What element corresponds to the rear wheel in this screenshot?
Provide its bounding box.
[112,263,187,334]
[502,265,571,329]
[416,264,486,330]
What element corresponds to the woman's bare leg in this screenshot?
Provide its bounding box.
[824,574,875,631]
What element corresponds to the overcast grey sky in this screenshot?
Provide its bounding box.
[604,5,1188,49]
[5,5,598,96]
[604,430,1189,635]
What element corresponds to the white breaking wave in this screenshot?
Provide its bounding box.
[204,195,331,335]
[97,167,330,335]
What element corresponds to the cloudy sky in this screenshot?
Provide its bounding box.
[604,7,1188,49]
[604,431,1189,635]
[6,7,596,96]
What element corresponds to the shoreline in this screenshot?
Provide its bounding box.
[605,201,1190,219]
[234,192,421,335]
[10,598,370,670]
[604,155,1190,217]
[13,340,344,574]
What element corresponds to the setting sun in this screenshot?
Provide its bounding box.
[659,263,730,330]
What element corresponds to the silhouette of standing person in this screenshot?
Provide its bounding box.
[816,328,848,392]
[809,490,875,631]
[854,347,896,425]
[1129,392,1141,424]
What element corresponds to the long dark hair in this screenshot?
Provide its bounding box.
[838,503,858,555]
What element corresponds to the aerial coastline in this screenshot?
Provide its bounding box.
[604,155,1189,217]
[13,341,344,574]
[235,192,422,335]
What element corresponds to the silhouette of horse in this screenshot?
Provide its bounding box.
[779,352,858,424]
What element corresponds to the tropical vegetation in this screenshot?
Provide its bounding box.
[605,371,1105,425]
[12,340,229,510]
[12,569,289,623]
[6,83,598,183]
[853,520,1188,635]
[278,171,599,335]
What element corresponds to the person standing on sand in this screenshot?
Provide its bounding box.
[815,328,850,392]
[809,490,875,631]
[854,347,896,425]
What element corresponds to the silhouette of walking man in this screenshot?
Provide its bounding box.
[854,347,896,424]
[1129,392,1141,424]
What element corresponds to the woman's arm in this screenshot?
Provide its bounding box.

★ ★ ★

Written request
Put the records into a two-column CSV with the columns text and answer and one row per record, beginning at the start of the records and stopping after the line that contains "[838,503,858,555]". Enclose each field in quotes and replace line breaks within a field with spaces.

Answer to the task
text,answer
"What element corresponds to the rear wheel in this screenshot? Provide its bounding box.","[112,263,187,334] [502,265,571,329] [416,264,486,330]"
"What element corresponds to the woman's bare leg in this screenshot? Provide its bounding box.","[824,574,875,631]"
"What element corresponds to the overcast grey sky in this screenshot? Provide its bounding box.","[604,5,1188,49] [5,5,598,96] [604,430,1189,635]"
"What element corresponds to the white breaking wave in this screenshot? Provide its bounding box.","[204,195,331,335] [97,167,330,335]"
"What element corresponds to the cloudy sky in this screenshot? Provide its bounding box.","[604,7,1188,49] [604,431,1189,635] [6,7,596,96]"
"What element corresponds to the shoreline in this screenshot? Provide its bounding box.","[605,201,1190,219] [234,192,421,335] [10,598,370,670] [604,155,1190,217] [13,340,344,574]"
"What element corresponds to the setting sun in this screenshot? Provide its bounding box.","[659,263,730,330]"
"What element corresponds to the silhouette of standing person in this screenshot? Provide its bounding box.","[816,328,848,392] [809,490,875,631] [854,347,896,425] [1129,392,1141,424]"
"What element corresponds to the long dark hair in this screenshot? Provide its bounding box.","[838,503,858,555]"